Task: Swap every "maybach" in the entries below for "rolls-royce" and give them back with nothing else changed.

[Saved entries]
──────

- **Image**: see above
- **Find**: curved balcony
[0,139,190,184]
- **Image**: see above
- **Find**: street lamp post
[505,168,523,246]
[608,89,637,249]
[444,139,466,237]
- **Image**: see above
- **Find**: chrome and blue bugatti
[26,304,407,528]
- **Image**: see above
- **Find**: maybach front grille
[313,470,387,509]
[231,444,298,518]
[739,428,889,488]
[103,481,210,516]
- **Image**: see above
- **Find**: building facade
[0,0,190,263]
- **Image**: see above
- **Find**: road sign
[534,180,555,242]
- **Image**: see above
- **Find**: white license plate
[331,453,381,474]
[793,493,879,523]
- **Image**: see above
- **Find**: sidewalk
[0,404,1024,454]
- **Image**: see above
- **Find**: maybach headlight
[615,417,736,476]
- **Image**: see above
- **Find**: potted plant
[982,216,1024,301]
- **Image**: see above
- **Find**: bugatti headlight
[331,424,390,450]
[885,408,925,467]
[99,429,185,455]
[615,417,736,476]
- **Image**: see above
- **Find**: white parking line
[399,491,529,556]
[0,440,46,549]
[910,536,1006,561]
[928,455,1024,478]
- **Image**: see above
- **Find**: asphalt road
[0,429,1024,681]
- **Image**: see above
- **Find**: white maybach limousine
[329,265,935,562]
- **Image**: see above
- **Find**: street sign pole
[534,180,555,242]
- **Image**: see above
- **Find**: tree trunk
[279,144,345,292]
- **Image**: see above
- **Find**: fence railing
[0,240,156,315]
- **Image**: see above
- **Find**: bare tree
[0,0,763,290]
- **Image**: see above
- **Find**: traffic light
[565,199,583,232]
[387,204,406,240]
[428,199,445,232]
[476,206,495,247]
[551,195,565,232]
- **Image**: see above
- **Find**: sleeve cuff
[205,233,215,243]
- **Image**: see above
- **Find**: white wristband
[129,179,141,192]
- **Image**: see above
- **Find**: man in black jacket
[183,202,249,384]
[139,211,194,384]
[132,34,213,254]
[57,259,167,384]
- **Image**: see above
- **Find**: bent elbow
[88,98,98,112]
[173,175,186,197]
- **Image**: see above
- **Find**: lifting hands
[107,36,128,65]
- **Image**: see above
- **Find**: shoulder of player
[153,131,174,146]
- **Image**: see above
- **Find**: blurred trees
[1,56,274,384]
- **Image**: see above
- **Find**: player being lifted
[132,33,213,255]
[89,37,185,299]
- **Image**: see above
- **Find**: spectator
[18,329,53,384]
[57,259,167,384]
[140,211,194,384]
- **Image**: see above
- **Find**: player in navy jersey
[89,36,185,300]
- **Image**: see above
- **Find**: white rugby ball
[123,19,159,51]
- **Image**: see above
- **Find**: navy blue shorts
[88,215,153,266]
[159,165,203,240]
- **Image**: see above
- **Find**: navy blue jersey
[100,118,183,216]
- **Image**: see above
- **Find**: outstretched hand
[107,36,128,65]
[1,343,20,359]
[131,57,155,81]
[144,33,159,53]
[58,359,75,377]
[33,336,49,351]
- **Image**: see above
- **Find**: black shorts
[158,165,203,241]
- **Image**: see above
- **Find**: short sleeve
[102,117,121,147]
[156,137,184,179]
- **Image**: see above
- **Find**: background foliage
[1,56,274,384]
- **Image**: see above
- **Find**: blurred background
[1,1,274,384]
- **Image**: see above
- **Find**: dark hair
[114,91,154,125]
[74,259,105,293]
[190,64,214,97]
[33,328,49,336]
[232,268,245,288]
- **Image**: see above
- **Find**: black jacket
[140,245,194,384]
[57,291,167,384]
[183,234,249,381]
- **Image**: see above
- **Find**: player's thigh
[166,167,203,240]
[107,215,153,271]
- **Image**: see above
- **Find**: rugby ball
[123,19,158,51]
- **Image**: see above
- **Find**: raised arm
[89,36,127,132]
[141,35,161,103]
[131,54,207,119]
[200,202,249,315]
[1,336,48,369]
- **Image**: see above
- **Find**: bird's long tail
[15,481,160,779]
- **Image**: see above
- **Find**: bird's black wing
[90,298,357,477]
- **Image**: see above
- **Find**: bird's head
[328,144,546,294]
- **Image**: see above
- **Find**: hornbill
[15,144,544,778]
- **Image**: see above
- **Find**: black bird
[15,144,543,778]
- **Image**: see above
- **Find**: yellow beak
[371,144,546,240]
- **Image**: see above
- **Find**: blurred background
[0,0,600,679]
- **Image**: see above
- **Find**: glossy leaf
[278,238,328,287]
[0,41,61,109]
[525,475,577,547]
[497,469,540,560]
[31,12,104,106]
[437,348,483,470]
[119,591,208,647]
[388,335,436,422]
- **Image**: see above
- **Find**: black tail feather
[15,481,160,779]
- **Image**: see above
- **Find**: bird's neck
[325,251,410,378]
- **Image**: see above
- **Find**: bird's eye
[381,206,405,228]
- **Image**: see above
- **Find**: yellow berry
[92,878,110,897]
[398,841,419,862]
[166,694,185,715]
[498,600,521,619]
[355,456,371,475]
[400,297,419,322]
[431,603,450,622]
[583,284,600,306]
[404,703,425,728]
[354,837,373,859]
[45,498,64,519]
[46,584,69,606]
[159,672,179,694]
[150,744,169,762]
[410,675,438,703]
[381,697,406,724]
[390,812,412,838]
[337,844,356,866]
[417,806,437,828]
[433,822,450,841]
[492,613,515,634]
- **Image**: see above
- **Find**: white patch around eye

──────

Answer to the problem:
- **Image**: see above
- **Find**: curved balcony
[0,139,190,184]
- **Image**: see above
- **Find**: street lamp post
[505,168,523,246]
[608,89,637,249]
[444,139,466,237]
- **Image**: see above
- **Find**: chrome and blue bugatti
[26,304,407,528]
- **Image**: see above
- **Find**: rolls-royce front grille
[313,470,387,509]
[231,444,298,518]
[739,428,889,488]
[103,481,210,516]
- **Image**: see above
- **Find**: building facade
[0,0,190,263]
- **Image**: see above
- **Find**: road sign
[534,180,555,242]
- **Image**: see above
- **Find**: white license plate
[331,453,381,474]
[793,493,879,523]
- **Image**: see above
- **Find**: sidewalk
[0,404,1024,454]
- **Image**: see above
- **Find**: rolls-royce headlight
[615,417,736,476]
- **Image**: see above
- **Find**: potted plant
[982,216,1024,301]
- **Image**: see above
- **Find**: bugatti headlight
[331,424,390,450]
[885,408,925,467]
[99,429,185,455]
[615,417,736,476]
- **Image**: see above
- **Find**: white parking line
[399,491,529,556]
[0,440,46,549]
[910,536,1006,561]
[928,455,1024,478]
- **Image**: see above
- **Find**: asphalt road
[0,429,1024,681]
- **Image**: see above
- **Find**: white rolls-royce limousine
[329,265,935,562]
- **Image**: see above
- **Find**: street sign pole
[534,180,555,242]
- **Image**: see above
- **Find**: tree trunk
[279,144,345,292]
- **Image**: see above
- **Find**: fence railing
[0,240,156,315]
- **Image**: see above
- **Find**: bare tree
[0,0,763,290]
- **Image**: see above
- **Find**: traffic light
[565,199,583,232]
[387,204,406,240]
[428,199,445,232]
[476,206,495,247]
[551,195,565,232]
- **Image**: see above
- **Find**: sleeve cuff
[205,233,215,243]
- **Image**: see above
- **Find**: white wristband
[129,179,141,192]
- **Image**: see above
- **Find**: man in black jacket
[183,202,249,384]
[139,211,194,384]
[132,34,213,254]
[57,259,167,384]
- **Image**: see above
- **Find**: bent elbow
[88,98,98,112]
[173,175,186,197]
- **Image**: see above
- **Find**: lifting hands
[107,36,128,65]
- **Image**: see above
- **Find**: shoulder of player
[153,131,174,146]
- **Image**: see above
- **Find**: blurred trees
[1,56,274,384]
- **Image**: see above
- **Find**: player being lifted
[132,33,213,255]
[89,37,185,299]
- **Image**: see above
- **Find**: spectator
[18,329,53,384]
[57,259,167,384]
[140,211,194,384]
- **Image**: see above
- **Find**: player in navy jersey
[89,36,185,300]
- **Image**: see above
- **Find**: white rugby ball
[123,19,159,51]
- **Image**: see above
- **Find**: navy blue shorts
[88,215,153,266]
[159,165,203,240]
- **Image**: see above
- **Find**: navy blue jersey
[100,118,183,216]
- **Image**: see above
- **Find**: outstretched hand
[107,36,128,65]
[1,343,20,359]
[131,57,155,81]
[144,33,159,53]
[58,359,75,377]
[33,336,49,351]
- **Image**: see above
- **Find**: black shorts
[158,165,203,241]
- **Image**: see above
- **Find**: short sleeve
[102,117,121,147]
[156,137,184,179]
- **Image**: see above
- **Find**: background foliage
[1,56,274,384]
- **Image**: see above
- **Find**: blurred background
[1,1,274,384]
- **Image**: see above
- **Find**: dark hair
[114,91,154,125]
[74,259,105,293]
[190,64,214,97]
[33,328,49,336]
[232,268,245,288]
- **Image**: see above
- **Find**: black jacket
[140,245,194,384]
[57,291,167,384]
[183,234,249,381]
- **Image**: see above
- **Find**: player's thigh
[166,167,203,240]
[107,215,153,271]
- **Image**: see above
- **Find**: rugby ball
[123,19,158,51]
- **Image**: see above
- **Find**: raised arm
[89,36,127,132]
[141,35,161,103]
[131,54,207,119]
[200,202,249,315]
[1,336,48,369]
- **Image**: see above
- **Find**: bird's long tail
[15,481,160,779]
- **Image**: see above
- **Find**: bird's black wing
[90,298,357,477]
- **Image**: see above
- **Find**: bird's head
[328,144,546,294]
- **Image**: see above
- **Find**: hornbill
[15,144,544,778]
- **Image**: see above
- **Find**: black bird
[15,144,543,778]
- **Image**: see above
- **Find**: yellow beak
[371,144,546,240]
- **Image**: see above
- **Find**: blurred background
[0,0,600,679]
- **Image**: see above
- **Find**: glossy leaf
[278,238,328,287]
[0,41,61,109]
[525,475,577,547]
[497,469,540,560]
[31,12,104,106]
[437,348,483,470]
[119,591,208,647]
[388,335,436,422]
- **Image**: see above
- **Find**: black tail feather
[15,481,160,779]
- **Image**: see above
- **Find**: bird's neck
[325,251,410,378]
- **Image**: see above
- **Find**: bird's eye
[381,206,405,228]
- **Image**: see above
- **Find**: yellow berry
[92,878,110,897]
[398,841,419,862]
[166,694,185,715]
[498,600,521,619]
[355,456,371,475]
[400,297,419,322]
[431,603,450,622]
[583,284,600,306]
[404,703,425,728]
[354,837,373,859]
[45,498,64,519]
[46,584,69,606]
[159,672,179,694]
[150,744,169,762]
[410,675,438,703]
[381,697,406,724]
[390,812,412,838]
[337,844,356,866]
[417,806,437,828]
[433,822,450,841]
[492,613,515,634]
- **Image**: see above
- **Find**: white patch around eye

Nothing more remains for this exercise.